> _GOAL_: Copy out all of the items below again, putting "single dot" wherever "single pin" appears and leaving everything else unchanged.
* start MATERIAL FOR THE TASK *
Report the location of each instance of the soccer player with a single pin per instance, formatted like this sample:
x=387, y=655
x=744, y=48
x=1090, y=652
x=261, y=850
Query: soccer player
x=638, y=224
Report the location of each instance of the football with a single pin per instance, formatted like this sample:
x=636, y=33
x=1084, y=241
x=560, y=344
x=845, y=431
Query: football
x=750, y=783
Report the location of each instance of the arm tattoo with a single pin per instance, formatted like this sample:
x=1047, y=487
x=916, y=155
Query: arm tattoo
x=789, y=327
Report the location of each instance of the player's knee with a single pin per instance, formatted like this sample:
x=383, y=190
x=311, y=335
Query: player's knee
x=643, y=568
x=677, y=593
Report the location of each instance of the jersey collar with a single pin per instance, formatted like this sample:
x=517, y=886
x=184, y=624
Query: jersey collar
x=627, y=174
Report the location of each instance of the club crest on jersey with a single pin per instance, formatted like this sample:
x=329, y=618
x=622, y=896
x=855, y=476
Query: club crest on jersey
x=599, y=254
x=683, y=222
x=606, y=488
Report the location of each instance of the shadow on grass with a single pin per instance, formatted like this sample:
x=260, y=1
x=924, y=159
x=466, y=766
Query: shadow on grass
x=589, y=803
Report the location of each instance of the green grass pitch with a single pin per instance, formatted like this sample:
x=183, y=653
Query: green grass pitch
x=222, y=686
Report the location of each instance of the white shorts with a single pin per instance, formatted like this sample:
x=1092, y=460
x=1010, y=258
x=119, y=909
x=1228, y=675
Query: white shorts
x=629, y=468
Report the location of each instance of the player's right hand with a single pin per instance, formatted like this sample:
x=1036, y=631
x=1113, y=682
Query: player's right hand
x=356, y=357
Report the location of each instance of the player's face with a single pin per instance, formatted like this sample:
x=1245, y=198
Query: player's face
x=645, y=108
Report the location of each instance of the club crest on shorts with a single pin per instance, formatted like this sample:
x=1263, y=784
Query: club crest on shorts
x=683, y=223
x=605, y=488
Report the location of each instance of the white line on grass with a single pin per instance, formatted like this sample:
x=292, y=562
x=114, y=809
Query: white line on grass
* end MATERIAL FOR THE TASK *
> _PROBLEM SOLUTION_:
Report the location of each instance of the soccer player with a single dot per instance, formatted like this sample:
x=387, y=655
x=744, y=48
x=1090, y=652
x=261, y=850
Query: soccer player
x=638, y=224
Report the location of each instance of the football with a single dot per instance, formatted like this sample:
x=636, y=33
x=1084, y=241
x=560, y=344
x=845, y=431
Query: football
x=750, y=783
Report the location of each instance of the arm tattoo with a single dot per instance, formatted like this sample:
x=1047, y=487
x=916, y=155
Query: arm tattoo
x=789, y=327
Report the location of each instance of the player's knee with a single dot per instance, formatted like this sample:
x=383, y=190
x=311, y=335
Query: player's knee
x=643, y=568
x=677, y=593
Report the location of each instance of the jersey collar with a single dot per instance, formatted like this sample:
x=517, y=886
x=184, y=624
Query: jersey collar
x=627, y=174
Report the location of each instance of the club crest on jersey with a single dot per instance, formatted like this sample:
x=329, y=618
x=622, y=896
x=855, y=476
Query: club crest on jersey
x=599, y=254
x=683, y=222
x=606, y=488
Report the location of each instance of the shadow on grass with a single dot per instance, formatted like this sample:
x=260, y=1
x=924, y=159
x=466, y=766
Query: shadow on grass
x=589, y=803
Report the location of each instance of the green grass pitch with a single dot per instance, formatted like this sample:
x=183, y=653
Query: green grass pitch
x=222, y=686
Report the location of each instance of the white shorts with a single dot per instance, formatted like this sample:
x=1092, y=460
x=1010, y=258
x=119, y=909
x=1228, y=675
Query: white shorts
x=629, y=468
Report the location of each instance of the player's right hand with a single dot per instance, formatted like this sample:
x=1036, y=631
x=1113, y=682
Query: player's right hand
x=356, y=357
Report the location of each instance of the player's face with a single dot per instance, formatted like this sample:
x=1245, y=198
Query: player's face
x=645, y=108
Report the location of each instance of the club crest on shorts with a single dot per instance, formatted like this sample:
x=1263, y=784
Query: club crest on shorts
x=683, y=223
x=605, y=488
Report the location of each instance of the white line on grass with a single dot per instance, formatted like this sample:
x=292, y=562
x=114, y=809
Query: white line on grass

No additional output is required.